Task statement:
Take the data and return it in full. Change nothing.

*** Opening Extracted material ***

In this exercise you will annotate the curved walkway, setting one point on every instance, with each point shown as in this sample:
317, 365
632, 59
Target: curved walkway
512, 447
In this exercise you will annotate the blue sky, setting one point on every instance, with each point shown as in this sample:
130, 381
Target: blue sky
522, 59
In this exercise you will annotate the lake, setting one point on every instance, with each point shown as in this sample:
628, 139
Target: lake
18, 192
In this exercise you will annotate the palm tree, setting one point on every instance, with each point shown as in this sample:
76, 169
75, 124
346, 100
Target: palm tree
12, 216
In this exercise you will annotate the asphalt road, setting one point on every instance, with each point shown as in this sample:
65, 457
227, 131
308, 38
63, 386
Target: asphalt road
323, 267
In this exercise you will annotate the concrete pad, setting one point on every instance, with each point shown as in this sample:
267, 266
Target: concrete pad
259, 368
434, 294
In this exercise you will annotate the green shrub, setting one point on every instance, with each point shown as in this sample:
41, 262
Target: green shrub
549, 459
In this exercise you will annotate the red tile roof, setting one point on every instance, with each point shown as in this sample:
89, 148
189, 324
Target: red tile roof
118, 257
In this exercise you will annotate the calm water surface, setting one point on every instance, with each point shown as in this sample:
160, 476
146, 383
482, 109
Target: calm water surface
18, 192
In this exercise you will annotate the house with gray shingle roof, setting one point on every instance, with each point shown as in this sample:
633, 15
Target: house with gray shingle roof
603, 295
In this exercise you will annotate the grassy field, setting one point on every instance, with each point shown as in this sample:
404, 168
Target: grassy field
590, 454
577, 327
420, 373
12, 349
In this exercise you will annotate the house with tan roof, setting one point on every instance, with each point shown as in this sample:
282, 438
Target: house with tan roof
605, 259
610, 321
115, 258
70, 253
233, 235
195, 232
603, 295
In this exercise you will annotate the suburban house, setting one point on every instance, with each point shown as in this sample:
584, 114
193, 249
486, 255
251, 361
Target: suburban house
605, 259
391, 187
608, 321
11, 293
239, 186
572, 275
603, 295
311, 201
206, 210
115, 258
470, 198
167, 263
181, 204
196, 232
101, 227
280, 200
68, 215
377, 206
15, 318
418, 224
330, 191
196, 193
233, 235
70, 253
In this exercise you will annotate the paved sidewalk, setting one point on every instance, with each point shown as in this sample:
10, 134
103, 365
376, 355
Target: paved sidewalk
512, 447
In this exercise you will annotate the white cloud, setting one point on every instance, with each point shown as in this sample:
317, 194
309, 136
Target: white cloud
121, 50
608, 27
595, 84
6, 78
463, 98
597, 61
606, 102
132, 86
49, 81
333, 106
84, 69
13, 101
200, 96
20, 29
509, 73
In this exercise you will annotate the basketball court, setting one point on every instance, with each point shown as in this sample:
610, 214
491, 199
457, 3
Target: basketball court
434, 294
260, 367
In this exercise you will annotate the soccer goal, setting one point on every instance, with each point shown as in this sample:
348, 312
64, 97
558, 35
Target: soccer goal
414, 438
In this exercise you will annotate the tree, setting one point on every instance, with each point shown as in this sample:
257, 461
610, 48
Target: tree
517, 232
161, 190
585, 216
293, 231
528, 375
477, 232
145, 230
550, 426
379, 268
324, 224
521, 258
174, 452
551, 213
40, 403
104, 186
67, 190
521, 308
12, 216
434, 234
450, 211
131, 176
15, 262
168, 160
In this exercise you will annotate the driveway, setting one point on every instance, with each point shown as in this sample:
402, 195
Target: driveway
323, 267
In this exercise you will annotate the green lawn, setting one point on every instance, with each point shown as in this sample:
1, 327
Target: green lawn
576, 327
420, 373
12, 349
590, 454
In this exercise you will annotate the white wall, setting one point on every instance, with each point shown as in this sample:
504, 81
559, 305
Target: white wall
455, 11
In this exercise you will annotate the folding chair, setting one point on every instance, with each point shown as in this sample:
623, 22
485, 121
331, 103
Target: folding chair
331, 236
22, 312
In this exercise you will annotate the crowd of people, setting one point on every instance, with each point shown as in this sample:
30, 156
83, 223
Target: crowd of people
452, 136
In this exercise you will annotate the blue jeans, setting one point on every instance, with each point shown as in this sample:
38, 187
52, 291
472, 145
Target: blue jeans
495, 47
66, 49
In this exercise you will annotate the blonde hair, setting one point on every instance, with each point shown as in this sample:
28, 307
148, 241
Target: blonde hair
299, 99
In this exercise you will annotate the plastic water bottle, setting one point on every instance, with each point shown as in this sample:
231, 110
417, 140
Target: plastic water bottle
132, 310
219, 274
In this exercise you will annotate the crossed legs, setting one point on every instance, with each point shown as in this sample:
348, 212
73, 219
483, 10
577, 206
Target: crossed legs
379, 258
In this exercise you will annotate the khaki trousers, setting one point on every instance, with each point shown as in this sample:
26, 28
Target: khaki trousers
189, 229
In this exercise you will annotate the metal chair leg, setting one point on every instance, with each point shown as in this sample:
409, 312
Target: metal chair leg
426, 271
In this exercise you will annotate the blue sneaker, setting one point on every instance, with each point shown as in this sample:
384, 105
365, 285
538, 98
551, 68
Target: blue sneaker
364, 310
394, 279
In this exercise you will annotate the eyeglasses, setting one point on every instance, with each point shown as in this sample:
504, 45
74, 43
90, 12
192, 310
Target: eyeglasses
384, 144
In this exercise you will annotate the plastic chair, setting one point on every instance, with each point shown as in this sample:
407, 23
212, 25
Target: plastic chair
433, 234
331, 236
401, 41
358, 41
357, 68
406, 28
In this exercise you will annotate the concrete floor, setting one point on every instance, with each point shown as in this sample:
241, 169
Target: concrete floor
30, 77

*** Closing Extracted material ***

Answer to this problem:
In this exercise you will annotate the curved walkway, setting one point on every instance, with each point shown as in this sample:
317, 365
632, 59
Target: curved walkway
512, 447
In this exercise you will annotate the blue sky, setting one point on every instance, with each point shown as in this sample:
130, 381
Target: blue sky
522, 59
In this exercise you will annotate the lake, setting one point on every instance, with each point shown as in this sample:
628, 139
Target: lake
18, 192
In this exercise you will annotate the palm tree, setting one point on every instance, with each point shown as in this sample:
76, 169
75, 124
346, 100
Target: palm tree
12, 216
In this exercise you will annotate the asphalt road, setting one point on every instance, with each point shown as in this sample:
65, 457
227, 131
308, 38
63, 386
Target: asphalt road
323, 267
In this exercise you will annotate the concrete pad, setting one point on every instance, with each point shown as in this sample:
267, 266
Target: concrete pad
259, 368
434, 294
In this exercise you will annotate the green shrub, setting one point on every instance, with each point shown as in this sample:
41, 262
Target: green shrub
549, 459
In this exercise you will annotate the red tile roof, setting one point on every instance, with each point shown as in this sample:
89, 148
189, 324
Target: red tile roof
118, 257
In this exercise you will annotate the calm water surface, setting one point on every instance, with each point shown as in this sample:
160, 476
146, 383
482, 109
Target: calm water surface
18, 192
In this exercise you will annotate the house with gray shingle roof, setting one point on every instance, with each point shown as in this sample:
633, 15
Target: house with gray shingle roof
603, 295
In this exercise you will annotate the grassy field, setting one point on every instance, with each point shown as in this sample:
404, 168
Target: grassy field
590, 454
577, 327
420, 373
12, 349
In this exercise you will annotate the house with tan roof, setting one point on every instance, with each point shown as in this sample:
282, 438
Target: house with tan roof
605, 259
610, 321
115, 258
70, 253
233, 235
195, 232
603, 295
In this exercise you will annotate the suburban house, setting one point on every instance, with each point shown as in this sample:
584, 114
193, 249
486, 255
251, 361
Target: suburban house
605, 259
391, 187
608, 321
11, 293
239, 186
572, 275
603, 295
311, 201
206, 210
115, 258
470, 198
167, 263
181, 204
196, 232
101, 227
280, 200
68, 215
377, 206
15, 318
418, 224
330, 191
196, 193
233, 235
70, 253
In this exercise you will annotate the paved sidewalk, setting one point on every instance, with each point shown as in this sample:
10, 134
103, 365
376, 355
Target: paved sidewalk
512, 447
In this exercise you will annotate the white cloud, setting one point on every instance, with each point shown as in this sample:
317, 194
309, 136
Target: white cloud
121, 50
608, 27
595, 84
6, 78
463, 98
597, 61
606, 102
132, 86
49, 81
333, 106
84, 69
13, 101
200, 96
20, 29
509, 73
In this exercise you will annotate the basketball court, setting one point on every instance, with each point shown as in this sample:
610, 214
491, 199
457, 3
Target: basketball court
434, 294
260, 367
In this exercise you will annotate the soccer goal, setting one point on every instance, with each point shown as in this sample:
348, 312
64, 97
558, 35
Target: soccer goal
414, 438
In this exercise you will annotate the tree, setting one point on every instance, with each point shown as in this sample:
257, 461
610, 48
Target: tree
517, 232
161, 190
585, 216
293, 231
528, 375
477, 232
145, 230
550, 426
379, 268
324, 224
521, 258
174, 452
551, 213
40, 403
104, 186
67, 190
521, 308
12, 216
434, 234
450, 211
131, 176
15, 262
168, 160
In this exercise you will annotate the driveway, setting one point on every instance, with each point shown as in this sample:
402, 195
Target: driveway
323, 267
In this exercise you will annotate the green lawn, setting one point on every instance, with each point shown as in this sample:
1, 327
Target: green lawn
576, 327
420, 373
12, 349
590, 454
In this exercise you will annotate the white wall, setting one point on every instance, with each point shown as in this sample:
504, 81
559, 305
Target: white wall
455, 11
In this exercise you will annotate the folding chair, setting one point on every instance, with each point shown as in this sample:
623, 22
485, 121
331, 103
Target: folding chair
331, 236
22, 312
In this exercise you will annotate the crowd of people, setting one point on every instance, with each point shown as in this sample:
30, 156
83, 223
Target: crowd of people
452, 136
In this exercise you will annotate the blue jeans, setting one point on every instance, with each point shown as in this sample:
38, 187
52, 291
472, 145
Target: blue jeans
495, 47
66, 49
In this exercise you will annotate the blonde hair, setting one point on every instance, with each point shown as in this sample:
28, 307
148, 241
Target: blonde hair
299, 99
In this exercise you will annotate the plastic water bottle, setting one point on every instance, with each point shown as in this sample:
231, 110
417, 140
Target: plastic water bottle
132, 310
219, 274
In this exercise you will annotate the crossed legs, setting one point on every instance, with each point shown as in this sample:
348, 212
73, 219
483, 10
577, 206
Target: crossed legs
379, 258
In this exercise you will annotate the khaki trousers, setting one point on every instance, with each point shown as in this sample:
26, 28
Target: khaki trousers
189, 229
In this exercise you will annotate the metal chair leg, setting one point on every instance, with each point shown as in this sample:
409, 312
Target: metal chair leg
426, 271
In this exercise you will annotate the blue sneaker, setting one point on every instance, with each point shown as in this sample:
384, 105
365, 285
538, 98
551, 68
Target: blue sneaker
364, 310
394, 279
In this exercise you will annotate the eyeglasses, setting one point on every instance, with each point shown as in this sample:
504, 45
74, 43
90, 12
192, 310
Target: eyeglasses
384, 144
In this exercise you will annotate the plastic chair, setting one point on every instance, with each point shown as in this sample:
407, 23
212, 25
Target: plastic chair
433, 234
331, 236
401, 41
358, 41
357, 68
406, 28
In this exercise you will annotate the concrete floor, setting one point on every instance, with each point shown as in this sample:
241, 169
Target: concrete floor
30, 77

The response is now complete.